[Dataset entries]
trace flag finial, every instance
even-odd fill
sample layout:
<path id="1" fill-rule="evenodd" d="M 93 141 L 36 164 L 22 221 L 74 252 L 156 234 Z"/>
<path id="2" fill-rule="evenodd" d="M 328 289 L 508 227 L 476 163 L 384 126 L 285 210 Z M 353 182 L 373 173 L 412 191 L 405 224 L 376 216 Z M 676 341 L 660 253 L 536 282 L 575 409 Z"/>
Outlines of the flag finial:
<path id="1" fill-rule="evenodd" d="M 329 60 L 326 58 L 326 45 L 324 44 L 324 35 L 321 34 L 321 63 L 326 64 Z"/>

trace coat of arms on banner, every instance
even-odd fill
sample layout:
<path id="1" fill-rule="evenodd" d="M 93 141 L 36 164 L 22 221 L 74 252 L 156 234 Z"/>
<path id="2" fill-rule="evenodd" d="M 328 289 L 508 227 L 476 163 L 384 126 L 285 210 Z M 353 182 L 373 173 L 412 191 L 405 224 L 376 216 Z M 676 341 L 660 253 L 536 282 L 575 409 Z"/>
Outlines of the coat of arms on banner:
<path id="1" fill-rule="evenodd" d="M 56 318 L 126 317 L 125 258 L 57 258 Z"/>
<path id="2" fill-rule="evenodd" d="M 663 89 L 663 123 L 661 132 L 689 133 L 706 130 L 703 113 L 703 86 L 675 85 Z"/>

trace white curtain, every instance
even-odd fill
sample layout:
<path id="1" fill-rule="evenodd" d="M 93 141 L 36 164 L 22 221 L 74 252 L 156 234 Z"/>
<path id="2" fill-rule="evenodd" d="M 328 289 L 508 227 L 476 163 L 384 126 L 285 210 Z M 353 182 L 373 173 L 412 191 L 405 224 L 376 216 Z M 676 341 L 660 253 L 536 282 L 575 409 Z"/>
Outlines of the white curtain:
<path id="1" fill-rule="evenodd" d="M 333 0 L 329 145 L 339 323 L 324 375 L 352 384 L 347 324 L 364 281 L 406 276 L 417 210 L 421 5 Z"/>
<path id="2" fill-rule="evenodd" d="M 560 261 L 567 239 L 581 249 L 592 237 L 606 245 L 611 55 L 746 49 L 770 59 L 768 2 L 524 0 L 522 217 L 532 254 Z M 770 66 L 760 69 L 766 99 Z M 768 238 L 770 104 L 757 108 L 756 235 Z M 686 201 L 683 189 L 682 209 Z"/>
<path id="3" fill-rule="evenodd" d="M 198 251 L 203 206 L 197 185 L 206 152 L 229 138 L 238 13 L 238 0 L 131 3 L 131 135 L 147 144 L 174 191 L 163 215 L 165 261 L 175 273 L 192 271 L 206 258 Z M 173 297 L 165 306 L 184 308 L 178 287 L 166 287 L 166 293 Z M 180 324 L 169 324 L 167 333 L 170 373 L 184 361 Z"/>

» **WHAT THIS TASK INVOLVES**: Would you give the entries back word for word?

» **EXERCISE RESPONSE**:
trace flag finial, every instance
even-odd fill
sample layout:
<path id="1" fill-rule="evenodd" d="M 93 141 L 36 164 L 22 221 L 74 252 L 156 234 Z"/>
<path id="2" fill-rule="evenodd" d="M 328 289 L 508 227 L 476 163 L 384 126 L 285 210 Z M 353 182 L 373 173 L 412 191 L 405 224 L 376 216 Z M 676 341 L 660 253 L 536 282 L 575 409 Z"/>
Outlines of the flag finial:
<path id="1" fill-rule="evenodd" d="M 329 60 L 326 58 L 326 45 L 324 44 L 324 35 L 321 34 L 321 63 L 326 64 Z"/>

trace coat of arms on banner, every instance
even-odd fill
sample layout:
<path id="1" fill-rule="evenodd" d="M 93 141 L 36 164 L 22 221 L 74 252 L 156 234 Z"/>
<path id="2" fill-rule="evenodd" d="M 328 289 L 508 227 L 476 163 L 384 126 L 285 210 Z M 353 182 L 373 173 L 412 191 L 405 224 L 376 216 Z M 676 341 L 660 253 L 536 282 L 575 409 Z"/>
Outlines of the coat of arms on banner:
<path id="1" fill-rule="evenodd" d="M 56 318 L 126 317 L 125 258 L 57 258 Z"/>
<path id="2" fill-rule="evenodd" d="M 663 89 L 663 123 L 661 132 L 689 133 L 706 130 L 703 113 L 703 86 L 675 85 Z"/>

trace white curtain, every instance
even-odd fill
sample layout:
<path id="1" fill-rule="evenodd" d="M 93 141 L 36 164 L 22 221 L 74 252 L 156 234 Z"/>
<path id="2" fill-rule="evenodd" d="M 328 289 L 508 227 L 476 163 L 384 126 L 285 210 Z M 353 182 L 373 173 L 412 191 L 405 224 L 376 216 Z M 676 341 L 660 253 L 536 282 L 575 409 Z"/>
Outlines of the white curtain:
<path id="1" fill-rule="evenodd" d="M 333 0 L 329 145 L 339 323 L 324 375 L 352 384 L 347 324 L 364 281 L 406 276 L 417 210 L 421 5 Z"/>
<path id="2" fill-rule="evenodd" d="M 560 261 L 567 239 L 581 249 L 592 237 L 606 245 L 611 55 L 746 49 L 770 59 L 768 2 L 524 0 L 522 217 L 532 254 Z M 770 66 L 760 69 L 766 99 Z M 768 238 L 770 104 L 757 108 L 756 235 Z M 686 201 L 683 189 L 682 209 Z"/>
<path id="3" fill-rule="evenodd" d="M 198 251 L 203 206 L 197 185 L 206 152 L 229 138 L 238 13 L 238 0 L 131 3 L 131 135 L 147 144 L 174 191 L 163 215 L 165 261 L 175 273 L 192 271 L 206 258 Z M 173 297 L 165 306 L 184 308 L 178 287 L 166 287 L 166 293 Z M 180 324 L 169 324 L 167 333 L 170 373 L 184 361 Z"/>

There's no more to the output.